Given exercise: Print the following lines verbatim, reproducing every one of them without any alteration.

Data provided:
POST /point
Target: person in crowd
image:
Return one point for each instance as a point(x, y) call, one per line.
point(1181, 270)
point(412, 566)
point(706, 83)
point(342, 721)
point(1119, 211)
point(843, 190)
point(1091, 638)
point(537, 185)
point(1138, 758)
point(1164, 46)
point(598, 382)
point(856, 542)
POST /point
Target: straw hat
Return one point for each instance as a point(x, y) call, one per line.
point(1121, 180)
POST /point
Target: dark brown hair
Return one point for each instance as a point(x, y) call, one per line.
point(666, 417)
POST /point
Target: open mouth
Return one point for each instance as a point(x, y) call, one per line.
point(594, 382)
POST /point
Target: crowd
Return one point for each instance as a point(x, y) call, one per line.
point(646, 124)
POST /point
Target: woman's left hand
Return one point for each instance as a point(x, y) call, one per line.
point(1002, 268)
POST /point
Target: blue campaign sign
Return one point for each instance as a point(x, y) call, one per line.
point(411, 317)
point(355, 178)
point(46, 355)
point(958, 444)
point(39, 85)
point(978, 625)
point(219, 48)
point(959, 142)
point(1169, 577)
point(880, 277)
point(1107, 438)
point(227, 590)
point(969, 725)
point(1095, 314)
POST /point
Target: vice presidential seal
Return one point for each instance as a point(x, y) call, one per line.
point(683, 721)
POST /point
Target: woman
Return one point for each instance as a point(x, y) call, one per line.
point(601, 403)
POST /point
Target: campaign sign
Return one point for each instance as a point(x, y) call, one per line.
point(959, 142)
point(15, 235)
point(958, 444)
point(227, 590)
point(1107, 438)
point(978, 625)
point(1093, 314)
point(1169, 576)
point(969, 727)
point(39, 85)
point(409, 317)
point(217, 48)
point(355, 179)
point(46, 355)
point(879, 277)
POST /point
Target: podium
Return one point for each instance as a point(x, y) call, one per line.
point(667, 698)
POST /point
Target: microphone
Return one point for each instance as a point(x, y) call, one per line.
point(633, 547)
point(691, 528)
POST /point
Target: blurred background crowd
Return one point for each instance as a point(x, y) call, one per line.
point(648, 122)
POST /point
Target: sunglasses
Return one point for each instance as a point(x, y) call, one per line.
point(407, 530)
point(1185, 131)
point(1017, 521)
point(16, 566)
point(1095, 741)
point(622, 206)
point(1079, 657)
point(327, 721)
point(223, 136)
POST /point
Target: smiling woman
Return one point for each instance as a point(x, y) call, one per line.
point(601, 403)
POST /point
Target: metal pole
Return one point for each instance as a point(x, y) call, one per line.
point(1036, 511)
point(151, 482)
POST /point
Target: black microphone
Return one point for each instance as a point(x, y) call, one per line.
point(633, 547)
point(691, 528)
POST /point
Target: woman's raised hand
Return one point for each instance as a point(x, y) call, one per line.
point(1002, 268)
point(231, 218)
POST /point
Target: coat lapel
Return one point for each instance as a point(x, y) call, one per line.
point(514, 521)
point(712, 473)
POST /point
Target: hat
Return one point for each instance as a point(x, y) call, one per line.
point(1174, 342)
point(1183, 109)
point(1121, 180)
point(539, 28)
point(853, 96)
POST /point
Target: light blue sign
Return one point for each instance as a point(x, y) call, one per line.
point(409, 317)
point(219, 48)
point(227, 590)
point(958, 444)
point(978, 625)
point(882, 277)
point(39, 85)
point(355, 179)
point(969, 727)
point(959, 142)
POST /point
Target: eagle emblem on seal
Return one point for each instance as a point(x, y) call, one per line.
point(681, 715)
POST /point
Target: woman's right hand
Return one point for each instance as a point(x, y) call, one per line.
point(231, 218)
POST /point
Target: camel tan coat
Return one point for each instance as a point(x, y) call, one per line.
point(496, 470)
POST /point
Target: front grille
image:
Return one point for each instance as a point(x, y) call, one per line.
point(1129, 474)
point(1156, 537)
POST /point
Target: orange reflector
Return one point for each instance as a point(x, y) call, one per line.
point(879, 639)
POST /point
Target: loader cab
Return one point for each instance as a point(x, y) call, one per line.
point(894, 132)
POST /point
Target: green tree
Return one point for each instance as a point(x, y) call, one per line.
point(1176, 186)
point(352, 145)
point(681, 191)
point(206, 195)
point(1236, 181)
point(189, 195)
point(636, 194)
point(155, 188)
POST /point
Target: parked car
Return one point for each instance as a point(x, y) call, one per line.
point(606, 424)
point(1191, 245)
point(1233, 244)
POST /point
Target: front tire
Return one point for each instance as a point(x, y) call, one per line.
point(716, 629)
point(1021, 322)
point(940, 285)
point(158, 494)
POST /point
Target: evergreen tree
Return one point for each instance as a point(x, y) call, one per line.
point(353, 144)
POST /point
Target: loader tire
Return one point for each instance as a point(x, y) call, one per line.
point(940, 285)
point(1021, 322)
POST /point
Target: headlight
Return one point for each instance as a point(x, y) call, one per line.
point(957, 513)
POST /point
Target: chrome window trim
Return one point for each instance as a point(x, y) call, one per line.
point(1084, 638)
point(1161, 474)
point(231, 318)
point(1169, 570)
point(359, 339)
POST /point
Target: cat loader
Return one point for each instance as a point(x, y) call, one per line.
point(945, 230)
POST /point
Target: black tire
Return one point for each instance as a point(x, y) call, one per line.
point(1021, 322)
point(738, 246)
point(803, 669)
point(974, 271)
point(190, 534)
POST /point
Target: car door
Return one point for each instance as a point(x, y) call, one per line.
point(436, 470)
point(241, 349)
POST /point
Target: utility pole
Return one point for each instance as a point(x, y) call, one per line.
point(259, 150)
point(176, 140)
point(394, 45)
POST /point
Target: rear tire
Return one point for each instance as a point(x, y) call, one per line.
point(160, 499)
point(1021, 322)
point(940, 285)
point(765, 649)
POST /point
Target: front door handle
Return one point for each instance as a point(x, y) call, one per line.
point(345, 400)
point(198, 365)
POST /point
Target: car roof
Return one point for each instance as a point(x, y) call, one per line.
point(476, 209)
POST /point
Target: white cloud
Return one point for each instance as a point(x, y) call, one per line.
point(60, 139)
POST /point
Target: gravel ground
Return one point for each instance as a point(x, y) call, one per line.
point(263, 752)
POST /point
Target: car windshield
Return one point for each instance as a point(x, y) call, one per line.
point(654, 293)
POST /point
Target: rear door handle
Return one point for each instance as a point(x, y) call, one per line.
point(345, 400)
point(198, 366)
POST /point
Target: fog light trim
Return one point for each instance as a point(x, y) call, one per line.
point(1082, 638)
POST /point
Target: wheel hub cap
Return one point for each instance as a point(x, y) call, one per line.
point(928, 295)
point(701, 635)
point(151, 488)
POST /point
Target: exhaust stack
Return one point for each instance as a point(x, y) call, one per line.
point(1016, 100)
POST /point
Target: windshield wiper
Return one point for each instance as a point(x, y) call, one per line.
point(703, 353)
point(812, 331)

Task answer:
POST /point
Target: person in crowd
image:
Return one point for each instance as a point(x, y) call, one per line.
point(1181, 270)
point(412, 566)
point(706, 83)
point(342, 721)
point(1119, 211)
point(843, 190)
point(1091, 638)
point(537, 185)
point(1138, 758)
point(1164, 46)
point(598, 382)
point(856, 542)
POST /point
Target: straw hat
Return one point for each instance as a point(x, y) call, one per line.
point(1121, 180)
POST /point
Target: dark brown hair
Return one point for each instance as a point(x, y) call, one per line.
point(666, 417)
POST /point
Target: open mouth
Return one point for each instance as a point(x, y) call, one per line.
point(594, 382)
POST /point
Target: crowd
Return one point for each instance as a point(x, y) call, one per line.
point(646, 124)
POST /point
Target: woman's left hand
Return one point for each instance as a point(x, y) call, one per line.
point(1002, 268)
POST /point
Target: blue campaign sign
Return one point for each instance as a point(x, y) call, one per line.
point(411, 317)
point(355, 178)
point(46, 355)
point(958, 444)
point(39, 85)
point(978, 625)
point(219, 48)
point(959, 142)
point(1169, 577)
point(880, 277)
point(1107, 438)
point(227, 590)
point(969, 725)
point(1095, 314)
POST /point
Target: vice presidential seal
Return one point for each instance as a point(x, y) call, one per line.
point(683, 721)
POST /point
Target: woman
Return one point for each instance as a point(x, y) call, one per line.
point(601, 403)
POST /point
Target: campaign sign
Return one point for each instance as a point(x, y) call, one per line.
point(959, 142)
point(15, 235)
point(958, 444)
point(227, 590)
point(1107, 438)
point(978, 625)
point(1093, 314)
point(1169, 576)
point(969, 727)
point(39, 85)
point(409, 317)
point(217, 48)
point(355, 179)
point(46, 355)
point(879, 277)
POST /point
Target: podium
Return one point for each instance as a point(x, y) call, one per line.
point(667, 698)
POST /point
Target: microphone
Return one point for each instance as a point(x, y) call, one per line.
point(633, 547)
point(691, 528)
POST /point
Target: blurred background crowd
Return one point for each instance as a point(x, y) call, one per line.
point(648, 122)
POST /point
Target: sunglasses
Return one point for each instance as a point(x, y) call, one per line.
point(407, 530)
point(1185, 131)
point(1017, 521)
point(16, 566)
point(1095, 741)
point(622, 206)
point(1079, 657)
point(327, 721)
point(223, 136)
POST /point
Target: smiling woman
Return one point for each instance as a point(x, y) call, one per line.
point(601, 403)
POST /point
Target: metal pole
Return one point for each instance as a point(x, y) call, one per line.
point(1036, 511)
point(151, 482)
POST /point
Target: black microphone
Return one point for each instance as a point(x, y) call, one per line.
point(633, 547)
point(691, 528)
POST /point
Target: woman's raised hand
Return one point for each instance as a point(x, y) call, one per line.
point(1002, 268)
point(231, 218)
POST /point
Target: coat lapel
Return one point for each instance as a point(x, y) call, one per line.
point(514, 521)
point(712, 473)
POST /point
Target: hat
Return one point for each instance as a point(x, y) call, one per line.
point(1174, 342)
point(1183, 109)
point(1121, 180)
point(539, 28)
point(853, 96)
POST /point
Target: light blue sign
Return one point for each instance as a point(x, y) call, one per line.
point(409, 317)
point(219, 48)
point(227, 590)
point(958, 444)
point(978, 625)
point(882, 277)
point(39, 85)
point(355, 179)
point(969, 727)
point(959, 142)
POST /point
Target: eagle emblem on seal
Return one point for each instance as a point(x, y) call, one per line.
point(681, 715)
POST /point
Target: woman's right hand
Return one point for each instance as a point(x, y) call, one per line.
point(231, 218)
POST /point
Target: camel tan coat
Return one point for each instance as a point(x, y) call, one per line.
point(496, 470)
POST /point
Target: front grille
image:
Return one point for each instance as a point(x, y) call, one per line.
point(1129, 474)
point(1156, 537)
POST /point
Target: orange reflector
Return one point for each instance as a point(x, y) call, one per line.
point(879, 639)
POST /point
Target: loader cab
Return one point for each instance as a point(x, y) call, one per line.
point(894, 132)
POST /point
Target: green tree
Return one point for each instance as a point(x, y) call, one per line.
point(1176, 186)
point(352, 145)
point(681, 191)
point(206, 195)
point(1236, 181)
point(189, 195)
point(636, 194)
point(155, 188)
POST /point
Target: parked car
Return one point for each instance as a point(x, y) call, one per line.
point(606, 424)
point(1191, 245)
point(1233, 244)
POST /point
Target: front tire
Return one point for each instance as a point(x, y) call, one per line.
point(716, 629)
point(1021, 322)
point(940, 285)
point(158, 494)
POST /point
Target: evergreen tree
Return one point for each instance as a point(x, y) call, one per line.
point(353, 144)
POST /point
Target: loader tire
Return one point for each instance as a point(x, y) call, one per line.
point(940, 285)
point(1021, 322)
POST /point
Target: headlight
Return one point for each instance as a point(x, y) call, one per line.
point(957, 513)
POST /point
Target: chrome window trim
Return one point for each instance as a point(x, y) call, one per line.
point(1084, 638)
point(1161, 474)
point(231, 318)
point(1169, 570)
point(359, 339)
POST /point
Target: cat loader
Return one point for each instance as a point(x, y) call, one per line.
point(945, 230)
POST /point
Target: black tire
Return one point for each instance as a point(x, y) call, one per line.
point(1021, 322)
point(738, 246)
point(803, 669)
point(974, 271)
point(190, 534)
POST /point
Target: car door
Return one point for each instance as a point(x, y) call, one per line.
point(436, 470)
point(241, 349)
POST /point
Target: utility pole
Return one point for each instance as a point(x, y) call, one per line.
point(259, 150)
point(176, 140)
point(394, 45)
POST /point
Target: rear tire
Return one point for each instance as a point(x, y) call, one per line.
point(160, 499)
point(1021, 322)
point(940, 285)
point(765, 649)
POST /point
Target: front door handle
Return one point for each instance as a point(x, y) call, one per line.
point(345, 400)
point(198, 365)
POST /point
Target: car roof
Return one point for each instance as a point(x, y) call, one per line.
point(476, 209)
POST /point
Target: white cloud
Return one point for each instance as a point(x, y) call, one per line.
point(60, 139)
POST /point
Target: gravel ground
Return one point for each instance as a point(x, y) call, one per line.
point(263, 752)
POST /point
Target: car windshield
Return one point for each instance as a point(x, y) call, one per line.
point(654, 293)
POST /point
Target: rear door handle
Return one point for each instance as a point(x, y) call, one per line.
point(345, 400)
point(198, 366)
POST /point
Target: fog light trim
Return one point for each instance as a point(x, y) call, one per line.
point(1082, 638)
POST /point
Target: wheel hub cap
Return one point for each instance as a point(x, y) call, one per line.
point(928, 295)
point(701, 635)
point(151, 488)
POST /point
Target: exhaust stack
Return one point for each instance as a point(x, y) call, one per line.
point(1016, 100)
POST /point
Target: windshield wiper
Return one point for each instance as a point(x, y) call, one per line.
point(703, 353)
point(812, 331)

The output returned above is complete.